# TASK INSTRUCTIONS:
a) Using the article on hot classrooms, list in order every school named on the air conditioning priority list.
b) According to the article on hot classrooms, what must be finished before air conditioning can be installed at Ewa Beach Elementary?

# SOURCE EXTRACT:
========================

Education officials pressed for solutions after teacher hospitalized for heat exhaustion

Ewa Beach Elementary School


The hot and humid weather has taken a dangerous toll at our schools.

A teacher at Ewa Beach Elementary School drove herself to the hospital Tuesday for heat exhaustion.

For weeks, KHON2 has been following the efforts to keep students and teachers cool while they’re at school.

The Hawaii State Teachers Association told KHON2 it plans to meet with the state Department of Education and lawmakers this month to work on a solution to cool down the classrooms.

“Our children deserve better. They deserve an environment that they can focus on learning and not have to focus on the heat,” said HSTA president Corey Rosenlee.

Rosenlee says he wants to bring together the major players and bring down the cost to find a solution to hot classrooms.

“Right now, each year we are spending $2 to $3 million on air conditioning and the current budget they said is $1.7 billion. At this rate it could be a couple hundred years before we get to them,” he said.

When it comes to air conditioning, Ewa Beach Elementary is first on the priority list, followed by Ilima Intermediate, which is also in Ewa Beach. Campbell High, Aikahi Elementary and Kaimiloa Elementary round out the list.

In an email, a DOE spokesperson said workers have installed roofing insulation while an electrical upgrade is being done at Ewa Beach Elementary. Air conditioning can’t be installed until that upgrade is completed. Ceiling fans have also been installed in each classroom.

Derek Santos, Ewa Beach Elementary vice principal, says teachers are keeping track of how hot it is.

“We have had a couple of parent concerns, so we are working with the parents and encouraging students to have water bottles and stay hydrated in school,” he said.

Santos says even though the school is on the priority list, he doesn’t know if all the classrooms will be air conditioned.

“We are allotted $2 million from the state. Hopefully we will see how far that $2 million can go,” he said.

Rosenlee is pursuing the option of heat days and is suggesting the DOE use solar air conditioning.

The DOE encourages staff and students to keep hydrated and report and illnesses to the school administration.

========================

# SUPPLIED ENTRIES:
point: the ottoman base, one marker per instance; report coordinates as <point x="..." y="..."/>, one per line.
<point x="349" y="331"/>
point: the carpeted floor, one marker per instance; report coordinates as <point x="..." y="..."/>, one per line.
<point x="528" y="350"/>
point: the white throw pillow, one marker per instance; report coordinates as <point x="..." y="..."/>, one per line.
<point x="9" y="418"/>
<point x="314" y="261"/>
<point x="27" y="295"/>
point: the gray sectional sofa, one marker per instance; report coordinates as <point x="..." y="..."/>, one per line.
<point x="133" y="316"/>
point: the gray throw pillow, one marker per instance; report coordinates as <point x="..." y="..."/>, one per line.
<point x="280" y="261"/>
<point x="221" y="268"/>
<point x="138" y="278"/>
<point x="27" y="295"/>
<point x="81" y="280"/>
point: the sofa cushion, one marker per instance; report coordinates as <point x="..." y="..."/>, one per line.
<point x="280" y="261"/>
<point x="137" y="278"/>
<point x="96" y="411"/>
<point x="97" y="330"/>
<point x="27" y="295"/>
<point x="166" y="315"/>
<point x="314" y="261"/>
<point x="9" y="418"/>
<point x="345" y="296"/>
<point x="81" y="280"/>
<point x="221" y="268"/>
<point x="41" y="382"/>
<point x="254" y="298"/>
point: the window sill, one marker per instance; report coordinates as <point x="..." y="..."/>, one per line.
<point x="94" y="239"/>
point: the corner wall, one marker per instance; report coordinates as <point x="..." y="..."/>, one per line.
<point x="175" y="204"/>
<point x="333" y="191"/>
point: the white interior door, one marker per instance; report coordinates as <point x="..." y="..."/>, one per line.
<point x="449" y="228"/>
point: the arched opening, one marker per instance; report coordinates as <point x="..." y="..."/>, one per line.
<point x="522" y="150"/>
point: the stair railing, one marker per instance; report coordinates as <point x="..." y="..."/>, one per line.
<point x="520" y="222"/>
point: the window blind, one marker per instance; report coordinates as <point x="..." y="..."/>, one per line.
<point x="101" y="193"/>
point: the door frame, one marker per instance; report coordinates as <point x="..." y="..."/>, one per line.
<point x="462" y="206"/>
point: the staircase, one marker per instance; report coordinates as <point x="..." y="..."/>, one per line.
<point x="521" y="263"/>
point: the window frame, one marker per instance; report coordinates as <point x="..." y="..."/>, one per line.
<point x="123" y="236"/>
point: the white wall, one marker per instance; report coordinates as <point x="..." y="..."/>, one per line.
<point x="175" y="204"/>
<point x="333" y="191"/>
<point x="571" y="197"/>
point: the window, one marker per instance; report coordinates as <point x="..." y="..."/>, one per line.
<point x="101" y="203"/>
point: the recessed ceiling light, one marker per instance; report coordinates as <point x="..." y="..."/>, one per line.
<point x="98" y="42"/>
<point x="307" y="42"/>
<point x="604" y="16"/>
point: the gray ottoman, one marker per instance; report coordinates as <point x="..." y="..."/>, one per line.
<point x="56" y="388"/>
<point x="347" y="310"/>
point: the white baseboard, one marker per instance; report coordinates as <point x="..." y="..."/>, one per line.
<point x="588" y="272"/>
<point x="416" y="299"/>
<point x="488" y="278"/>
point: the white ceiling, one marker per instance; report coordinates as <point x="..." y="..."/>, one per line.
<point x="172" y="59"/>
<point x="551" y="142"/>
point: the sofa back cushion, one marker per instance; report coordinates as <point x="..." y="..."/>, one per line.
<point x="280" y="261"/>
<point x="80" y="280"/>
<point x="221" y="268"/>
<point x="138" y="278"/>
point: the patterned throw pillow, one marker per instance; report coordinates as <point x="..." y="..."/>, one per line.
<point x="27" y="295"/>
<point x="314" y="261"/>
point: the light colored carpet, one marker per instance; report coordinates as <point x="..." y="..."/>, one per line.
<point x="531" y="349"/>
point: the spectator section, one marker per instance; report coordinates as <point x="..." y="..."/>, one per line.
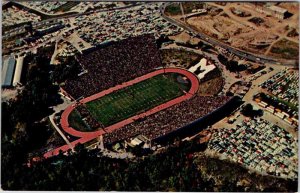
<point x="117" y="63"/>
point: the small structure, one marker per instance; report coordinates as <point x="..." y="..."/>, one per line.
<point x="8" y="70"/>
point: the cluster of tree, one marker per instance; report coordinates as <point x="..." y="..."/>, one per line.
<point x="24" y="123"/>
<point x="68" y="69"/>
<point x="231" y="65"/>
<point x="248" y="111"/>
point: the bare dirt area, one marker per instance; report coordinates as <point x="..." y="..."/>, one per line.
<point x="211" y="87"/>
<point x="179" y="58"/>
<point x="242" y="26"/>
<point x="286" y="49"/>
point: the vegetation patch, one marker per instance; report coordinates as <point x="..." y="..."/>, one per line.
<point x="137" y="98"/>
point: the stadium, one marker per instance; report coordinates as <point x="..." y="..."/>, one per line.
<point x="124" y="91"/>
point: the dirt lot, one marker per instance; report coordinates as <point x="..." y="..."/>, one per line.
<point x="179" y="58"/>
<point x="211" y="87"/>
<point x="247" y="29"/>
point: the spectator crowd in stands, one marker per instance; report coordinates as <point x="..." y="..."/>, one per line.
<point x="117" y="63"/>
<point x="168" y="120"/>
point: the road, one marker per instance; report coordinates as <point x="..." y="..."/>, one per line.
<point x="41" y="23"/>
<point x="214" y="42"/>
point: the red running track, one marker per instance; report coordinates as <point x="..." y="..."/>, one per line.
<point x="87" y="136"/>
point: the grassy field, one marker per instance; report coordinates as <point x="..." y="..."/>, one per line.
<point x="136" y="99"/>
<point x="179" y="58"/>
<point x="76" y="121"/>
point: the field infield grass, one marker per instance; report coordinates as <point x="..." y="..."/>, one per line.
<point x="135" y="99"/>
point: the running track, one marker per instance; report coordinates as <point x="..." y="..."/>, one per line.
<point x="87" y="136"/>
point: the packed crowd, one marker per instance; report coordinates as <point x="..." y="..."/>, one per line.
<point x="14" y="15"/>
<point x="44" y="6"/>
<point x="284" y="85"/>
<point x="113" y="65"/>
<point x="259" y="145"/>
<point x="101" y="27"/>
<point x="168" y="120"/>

========================

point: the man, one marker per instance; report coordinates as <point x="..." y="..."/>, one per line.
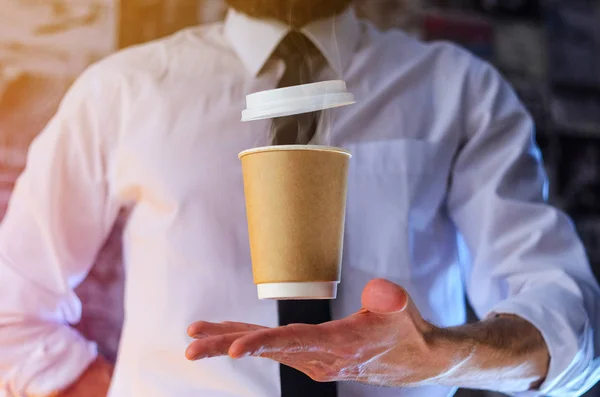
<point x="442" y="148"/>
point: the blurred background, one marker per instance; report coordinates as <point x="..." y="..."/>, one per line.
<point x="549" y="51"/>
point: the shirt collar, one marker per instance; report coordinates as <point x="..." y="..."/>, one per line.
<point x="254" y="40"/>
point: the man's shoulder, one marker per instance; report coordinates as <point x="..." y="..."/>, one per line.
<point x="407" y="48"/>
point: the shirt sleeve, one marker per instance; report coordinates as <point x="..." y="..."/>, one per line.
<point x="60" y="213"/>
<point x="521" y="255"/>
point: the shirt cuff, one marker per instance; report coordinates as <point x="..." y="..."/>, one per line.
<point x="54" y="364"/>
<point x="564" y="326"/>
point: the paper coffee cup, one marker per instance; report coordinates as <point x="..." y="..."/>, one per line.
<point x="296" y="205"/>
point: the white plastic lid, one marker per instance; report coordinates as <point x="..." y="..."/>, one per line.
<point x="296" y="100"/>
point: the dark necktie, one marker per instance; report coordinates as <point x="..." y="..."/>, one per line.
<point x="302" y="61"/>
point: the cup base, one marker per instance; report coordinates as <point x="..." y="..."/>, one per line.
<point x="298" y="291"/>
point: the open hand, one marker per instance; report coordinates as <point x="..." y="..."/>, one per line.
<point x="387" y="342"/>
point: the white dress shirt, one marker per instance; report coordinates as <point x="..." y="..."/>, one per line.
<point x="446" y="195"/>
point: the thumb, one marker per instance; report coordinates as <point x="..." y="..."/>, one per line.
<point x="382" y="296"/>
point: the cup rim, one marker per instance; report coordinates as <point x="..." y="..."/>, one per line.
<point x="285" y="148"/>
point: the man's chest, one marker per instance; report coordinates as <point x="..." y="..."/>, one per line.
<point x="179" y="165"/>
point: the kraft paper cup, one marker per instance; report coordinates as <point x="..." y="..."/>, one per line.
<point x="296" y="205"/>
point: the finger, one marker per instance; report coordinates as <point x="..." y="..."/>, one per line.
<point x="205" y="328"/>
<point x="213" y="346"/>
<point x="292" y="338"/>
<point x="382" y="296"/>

========================

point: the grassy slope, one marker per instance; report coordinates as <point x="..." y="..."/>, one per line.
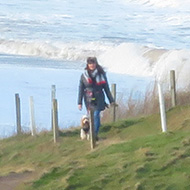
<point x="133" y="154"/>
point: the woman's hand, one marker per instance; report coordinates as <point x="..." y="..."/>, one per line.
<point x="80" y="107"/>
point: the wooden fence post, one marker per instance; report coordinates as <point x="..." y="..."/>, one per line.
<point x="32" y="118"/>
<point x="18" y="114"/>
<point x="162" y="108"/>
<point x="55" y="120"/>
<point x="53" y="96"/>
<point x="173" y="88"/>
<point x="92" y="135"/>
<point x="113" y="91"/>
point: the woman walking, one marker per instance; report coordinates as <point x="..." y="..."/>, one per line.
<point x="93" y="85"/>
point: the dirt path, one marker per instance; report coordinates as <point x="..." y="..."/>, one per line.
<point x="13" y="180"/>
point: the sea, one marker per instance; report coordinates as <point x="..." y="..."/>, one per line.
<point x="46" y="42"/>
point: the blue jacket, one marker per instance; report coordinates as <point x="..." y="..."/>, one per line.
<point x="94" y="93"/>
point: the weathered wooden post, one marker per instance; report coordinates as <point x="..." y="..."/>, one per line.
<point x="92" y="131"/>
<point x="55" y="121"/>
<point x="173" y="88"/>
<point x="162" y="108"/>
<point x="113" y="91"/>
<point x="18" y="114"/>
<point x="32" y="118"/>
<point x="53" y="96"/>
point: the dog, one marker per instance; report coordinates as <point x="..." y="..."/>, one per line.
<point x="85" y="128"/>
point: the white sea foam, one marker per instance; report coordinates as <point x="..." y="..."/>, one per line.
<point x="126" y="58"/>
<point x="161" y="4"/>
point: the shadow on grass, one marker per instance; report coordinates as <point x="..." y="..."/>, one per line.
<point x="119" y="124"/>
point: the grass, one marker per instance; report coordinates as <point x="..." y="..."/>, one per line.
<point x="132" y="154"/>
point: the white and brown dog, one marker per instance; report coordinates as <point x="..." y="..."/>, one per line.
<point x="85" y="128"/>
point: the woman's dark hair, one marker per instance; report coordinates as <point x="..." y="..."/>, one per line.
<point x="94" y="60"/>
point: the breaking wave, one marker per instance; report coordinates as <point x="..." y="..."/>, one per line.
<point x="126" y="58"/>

========================

# TASK RESPONSES:
a) Ewa Beach Elementary, Ilima Intermediate, Campbell High, Aikahi Elementary, Kaimiloa Elementary

b) An electrical upgrade must be completed first.